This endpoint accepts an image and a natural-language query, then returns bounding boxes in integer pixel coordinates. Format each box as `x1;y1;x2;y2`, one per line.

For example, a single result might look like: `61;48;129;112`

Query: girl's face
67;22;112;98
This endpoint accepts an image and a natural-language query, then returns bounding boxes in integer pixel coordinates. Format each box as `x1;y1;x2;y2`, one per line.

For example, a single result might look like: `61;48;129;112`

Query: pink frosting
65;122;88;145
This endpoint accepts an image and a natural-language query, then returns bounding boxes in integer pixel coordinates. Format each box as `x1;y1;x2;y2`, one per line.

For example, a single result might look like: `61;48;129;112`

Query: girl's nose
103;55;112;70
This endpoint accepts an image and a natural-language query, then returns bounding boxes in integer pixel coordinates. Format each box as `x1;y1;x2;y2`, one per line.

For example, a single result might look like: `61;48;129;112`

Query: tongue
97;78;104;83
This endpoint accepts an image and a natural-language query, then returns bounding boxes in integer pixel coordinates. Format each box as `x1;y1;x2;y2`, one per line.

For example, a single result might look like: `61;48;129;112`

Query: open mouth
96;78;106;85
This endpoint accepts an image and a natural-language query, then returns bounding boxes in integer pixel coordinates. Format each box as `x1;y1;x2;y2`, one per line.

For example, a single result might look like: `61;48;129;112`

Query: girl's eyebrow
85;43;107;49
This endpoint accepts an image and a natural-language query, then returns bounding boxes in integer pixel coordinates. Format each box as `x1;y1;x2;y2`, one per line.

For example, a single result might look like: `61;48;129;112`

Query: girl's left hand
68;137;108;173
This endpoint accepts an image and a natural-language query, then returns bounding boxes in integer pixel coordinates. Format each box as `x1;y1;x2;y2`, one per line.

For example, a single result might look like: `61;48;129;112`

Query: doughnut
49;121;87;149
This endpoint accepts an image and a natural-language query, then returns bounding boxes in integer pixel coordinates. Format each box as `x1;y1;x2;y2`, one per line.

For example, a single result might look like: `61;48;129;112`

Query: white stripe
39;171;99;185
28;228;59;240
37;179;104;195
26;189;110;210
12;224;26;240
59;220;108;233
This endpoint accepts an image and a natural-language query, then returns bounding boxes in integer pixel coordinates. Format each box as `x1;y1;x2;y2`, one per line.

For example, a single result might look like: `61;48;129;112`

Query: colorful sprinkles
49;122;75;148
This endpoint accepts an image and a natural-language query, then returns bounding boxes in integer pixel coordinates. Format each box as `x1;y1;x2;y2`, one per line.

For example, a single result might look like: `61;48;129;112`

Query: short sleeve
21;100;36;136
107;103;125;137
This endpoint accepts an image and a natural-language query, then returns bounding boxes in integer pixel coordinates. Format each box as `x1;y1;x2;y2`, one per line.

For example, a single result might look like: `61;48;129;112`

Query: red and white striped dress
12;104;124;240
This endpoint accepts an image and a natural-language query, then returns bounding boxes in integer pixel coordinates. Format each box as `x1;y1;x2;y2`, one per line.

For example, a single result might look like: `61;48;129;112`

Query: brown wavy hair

++++++++

■ **SET TASK**
Pull out every line of the data above that contains the word "white".

■ **EXERCISE ANSWER**
Query: white stripe
Query: red and white striped dress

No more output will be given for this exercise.